> Goal of the exercise
Across the entries, count the lines that include "logo" and report only that number.
#####
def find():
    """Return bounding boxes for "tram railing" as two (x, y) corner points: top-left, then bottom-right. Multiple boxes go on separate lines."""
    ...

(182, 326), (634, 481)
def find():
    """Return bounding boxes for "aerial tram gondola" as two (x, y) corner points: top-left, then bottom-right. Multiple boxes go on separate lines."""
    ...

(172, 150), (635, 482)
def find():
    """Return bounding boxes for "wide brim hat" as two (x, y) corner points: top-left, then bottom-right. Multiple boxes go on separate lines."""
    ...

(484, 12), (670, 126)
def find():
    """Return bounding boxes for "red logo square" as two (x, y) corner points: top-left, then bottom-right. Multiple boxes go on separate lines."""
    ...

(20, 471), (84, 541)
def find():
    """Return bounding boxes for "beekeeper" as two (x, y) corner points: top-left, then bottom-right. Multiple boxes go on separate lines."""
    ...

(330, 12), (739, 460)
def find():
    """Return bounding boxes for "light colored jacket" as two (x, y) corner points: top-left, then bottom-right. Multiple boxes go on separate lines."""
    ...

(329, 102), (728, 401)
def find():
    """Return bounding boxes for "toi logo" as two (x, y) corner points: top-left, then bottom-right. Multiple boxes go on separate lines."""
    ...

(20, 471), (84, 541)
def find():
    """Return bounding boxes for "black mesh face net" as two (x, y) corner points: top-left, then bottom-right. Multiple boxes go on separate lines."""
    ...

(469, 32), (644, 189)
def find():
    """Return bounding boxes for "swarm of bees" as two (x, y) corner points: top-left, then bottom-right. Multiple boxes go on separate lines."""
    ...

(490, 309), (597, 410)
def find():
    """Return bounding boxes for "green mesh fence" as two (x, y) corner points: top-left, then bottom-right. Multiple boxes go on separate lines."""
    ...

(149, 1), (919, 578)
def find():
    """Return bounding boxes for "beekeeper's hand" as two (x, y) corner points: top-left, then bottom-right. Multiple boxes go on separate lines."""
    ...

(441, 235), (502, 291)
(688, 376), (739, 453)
#####
> Written answer
2